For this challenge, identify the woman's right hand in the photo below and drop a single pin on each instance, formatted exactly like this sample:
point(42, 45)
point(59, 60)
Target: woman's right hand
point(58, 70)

GIVEN TASK: Copy out all of the lines above without changing anything.

SOLVED EXERCISE:
For this challenge, identify the woman's right hand in the photo below and drop a single pin on each instance, formatted exactly like this sample:
point(42, 45)
point(59, 60)
Target: woman's right hand
point(58, 70)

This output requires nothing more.